▸ **THE DATA**
++++++++++++++++++++
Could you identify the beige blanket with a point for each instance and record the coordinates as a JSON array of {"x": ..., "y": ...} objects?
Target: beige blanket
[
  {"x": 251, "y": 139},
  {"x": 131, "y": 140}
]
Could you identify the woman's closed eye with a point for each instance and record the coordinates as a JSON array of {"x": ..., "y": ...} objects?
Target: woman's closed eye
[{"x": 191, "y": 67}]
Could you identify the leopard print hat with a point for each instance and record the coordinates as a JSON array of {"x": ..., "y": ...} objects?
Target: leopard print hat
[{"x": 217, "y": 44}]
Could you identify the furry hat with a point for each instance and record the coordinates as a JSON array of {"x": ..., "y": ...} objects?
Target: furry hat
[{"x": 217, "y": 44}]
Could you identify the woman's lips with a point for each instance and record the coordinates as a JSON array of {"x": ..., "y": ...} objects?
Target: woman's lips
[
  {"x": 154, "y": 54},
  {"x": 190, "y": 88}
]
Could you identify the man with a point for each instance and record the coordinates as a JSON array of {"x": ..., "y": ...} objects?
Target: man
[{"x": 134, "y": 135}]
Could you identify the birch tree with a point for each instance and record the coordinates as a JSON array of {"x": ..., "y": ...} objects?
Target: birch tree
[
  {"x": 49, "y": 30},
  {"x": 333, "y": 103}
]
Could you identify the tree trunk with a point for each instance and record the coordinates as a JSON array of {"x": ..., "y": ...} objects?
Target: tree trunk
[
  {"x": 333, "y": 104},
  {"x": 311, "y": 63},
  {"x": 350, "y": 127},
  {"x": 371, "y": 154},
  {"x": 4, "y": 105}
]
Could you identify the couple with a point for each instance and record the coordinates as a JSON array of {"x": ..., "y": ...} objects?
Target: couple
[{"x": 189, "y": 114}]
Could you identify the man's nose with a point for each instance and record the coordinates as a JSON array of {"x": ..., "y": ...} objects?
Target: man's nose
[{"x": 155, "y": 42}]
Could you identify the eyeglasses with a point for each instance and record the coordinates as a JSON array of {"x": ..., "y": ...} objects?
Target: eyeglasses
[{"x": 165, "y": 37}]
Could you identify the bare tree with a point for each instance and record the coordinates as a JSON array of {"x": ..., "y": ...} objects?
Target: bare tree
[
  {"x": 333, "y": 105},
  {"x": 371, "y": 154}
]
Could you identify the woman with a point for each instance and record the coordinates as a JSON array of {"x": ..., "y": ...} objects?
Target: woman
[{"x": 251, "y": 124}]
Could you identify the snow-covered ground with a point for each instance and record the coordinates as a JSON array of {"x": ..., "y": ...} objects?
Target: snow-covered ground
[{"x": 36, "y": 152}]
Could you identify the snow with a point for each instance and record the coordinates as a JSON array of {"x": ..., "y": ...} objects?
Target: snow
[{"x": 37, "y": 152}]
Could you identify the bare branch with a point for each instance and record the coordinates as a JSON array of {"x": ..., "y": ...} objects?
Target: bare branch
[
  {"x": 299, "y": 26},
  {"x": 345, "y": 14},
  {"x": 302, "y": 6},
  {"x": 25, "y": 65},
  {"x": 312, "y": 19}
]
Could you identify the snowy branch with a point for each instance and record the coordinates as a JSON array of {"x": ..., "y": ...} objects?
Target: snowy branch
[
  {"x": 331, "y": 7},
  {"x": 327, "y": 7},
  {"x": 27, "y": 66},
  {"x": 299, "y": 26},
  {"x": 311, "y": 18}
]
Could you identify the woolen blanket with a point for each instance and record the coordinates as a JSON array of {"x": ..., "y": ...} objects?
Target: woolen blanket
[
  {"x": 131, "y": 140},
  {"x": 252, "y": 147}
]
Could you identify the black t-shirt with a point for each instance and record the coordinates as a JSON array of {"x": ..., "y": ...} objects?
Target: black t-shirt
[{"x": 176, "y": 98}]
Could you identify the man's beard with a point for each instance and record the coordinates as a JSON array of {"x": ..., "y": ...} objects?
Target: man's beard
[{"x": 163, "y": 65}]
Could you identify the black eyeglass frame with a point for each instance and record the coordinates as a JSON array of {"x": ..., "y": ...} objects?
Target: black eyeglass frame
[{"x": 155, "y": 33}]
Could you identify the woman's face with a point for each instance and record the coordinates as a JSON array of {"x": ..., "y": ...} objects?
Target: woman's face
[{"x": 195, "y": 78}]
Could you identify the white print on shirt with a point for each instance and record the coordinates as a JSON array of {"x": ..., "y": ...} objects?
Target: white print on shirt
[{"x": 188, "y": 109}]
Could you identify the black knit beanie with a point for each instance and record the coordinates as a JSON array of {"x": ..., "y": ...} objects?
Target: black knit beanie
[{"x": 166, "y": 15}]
++++++++++++++++++++
The entries above must be output exactly, with every line preserved.

Could you identify the beige blanket with a point for each instance and record the coordinates as a JSON array of {"x": ..., "y": ...} objects?
Target: beige blanket
[
  {"x": 251, "y": 139},
  {"x": 131, "y": 140}
]
Could you identify the woman's closed eye with a point for each instance and record the coordinates as a JSON array of {"x": ..., "y": ...} objects?
Target: woman's closed eye
[{"x": 191, "y": 67}]
Could you identify the leopard print hat with a point for each instance and record the coordinates as a JSON array of {"x": ..., "y": ...} objects?
Target: leopard print hat
[{"x": 217, "y": 44}]
Could you identify the furry hat with a point for each instance and record the coordinates as a JSON array of {"x": ..., "y": ...} objects?
Target: furry hat
[{"x": 217, "y": 44}]
Could you identify the woman's lips with a point for each instance and record the coordinates as a JSON array of {"x": ..., "y": ...} objects?
Target: woman's lips
[
  {"x": 154, "y": 54},
  {"x": 190, "y": 88}
]
Could you identify the man with a point for each instance and record the coordinates as a JSON array of {"x": ..., "y": ...} objects?
Target: man
[{"x": 134, "y": 135}]
Could you identify the birch tree with a point for each instance and record the coordinates as a JSON array of {"x": ..., "y": ...} objects?
Target: birch tree
[
  {"x": 49, "y": 30},
  {"x": 333, "y": 103}
]
Could you identify the tree trunk with a point for each instance and record the coordinates as a JSON array of {"x": ..., "y": ...} objects?
Target: tree trunk
[
  {"x": 333, "y": 104},
  {"x": 311, "y": 63},
  {"x": 350, "y": 127},
  {"x": 371, "y": 154},
  {"x": 4, "y": 105}
]
Could you identify the couple with a point for each instance and record the coordinates as a JSON array of {"x": ..., "y": ...} objects?
Target: couple
[{"x": 189, "y": 114}]
Could you identify the man's nose with a point for each instance and record the coordinates as a JSON array of {"x": ..., "y": ...} objects?
Target: man's nose
[{"x": 155, "y": 42}]
Could you identify the eyeglasses with a point for each instance and record the coordinates as a JSON array of {"x": ..., "y": ...} objects?
Target: eyeglasses
[{"x": 165, "y": 37}]
Could you identify the bare tree with a point for each instance and record the coordinates as a JSON array of {"x": ..., "y": ...} objects?
Target: bare tree
[
  {"x": 333, "y": 105},
  {"x": 371, "y": 154}
]
Could you identify the woman with a point for each instance and record the coordinates as a JSON array of {"x": ..., "y": ...} objects?
Target: woman
[{"x": 251, "y": 124}]
Could you identify the snow-covered ground with a point for each instance and record the coordinates as a JSON array of {"x": ..., "y": ...} objects?
Target: snow-covered ground
[{"x": 36, "y": 152}]
Could you identify the snow with a point for each instance and record the coordinates as a JSON array of {"x": ..., "y": ...} objects?
Target: snow
[{"x": 37, "y": 152}]
Could you identify the bare branch with a point for each instance and record the coordinates as a JSON array of {"x": ..., "y": ...} objects?
Target: bare branch
[
  {"x": 299, "y": 26},
  {"x": 345, "y": 14},
  {"x": 302, "y": 6},
  {"x": 25, "y": 65},
  {"x": 312, "y": 19}
]
Could you identify the snowy branch with a point for each instance and record the coordinates as a JSON array of {"x": ..., "y": ...} objects?
Target: snowy branch
[
  {"x": 331, "y": 7},
  {"x": 327, "y": 7},
  {"x": 27, "y": 66},
  {"x": 299, "y": 26},
  {"x": 311, "y": 18}
]
Could you identify the woolen blanket with a point for each instance and record the coordinates as a JSON array of {"x": ..., "y": ...} objects?
Target: woolen blanket
[
  {"x": 131, "y": 140},
  {"x": 252, "y": 147}
]
Could you identify the black t-shirt with a point for each instance and record the coordinates as a JSON array of {"x": ..., "y": ...} objects?
Target: black t-shirt
[{"x": 176, "y": 98}]
Could you identify the man's beard with a point for each instance and record the coordinates as a JSON array of {"x": ..., "y": ...} objects?
Target: man's beard
[{"x": 163, "y": 65}]
Could you identify the black eyeglass frame with a point for each instance and record the coordinates as a JSON array of {"x": ..., "y": ...} objects?
Target: black eyeglass frame
[{"x": 155, "y": 33}]
Could you identify the woman's face with a point for each instance and record the coordinates as a JSON array of {"x": ..., "y": ...} objects?
Target: woman's face
[{"x": 195, "y": 78}]
Could you identify the white print on shirt with a point for each instance and record the coordinates as a JSON array of {"x": ..., "y": ...} objects?
Target: white print on shirt
[{"x": 188, "y": 109}]
Could you identify the black knit beanie with a point for each instance and record the coordinates as a JSON array of {"x": ..., "y": ...} objects?
Target: black knit beanie
[{"x": 166, "y": 15}]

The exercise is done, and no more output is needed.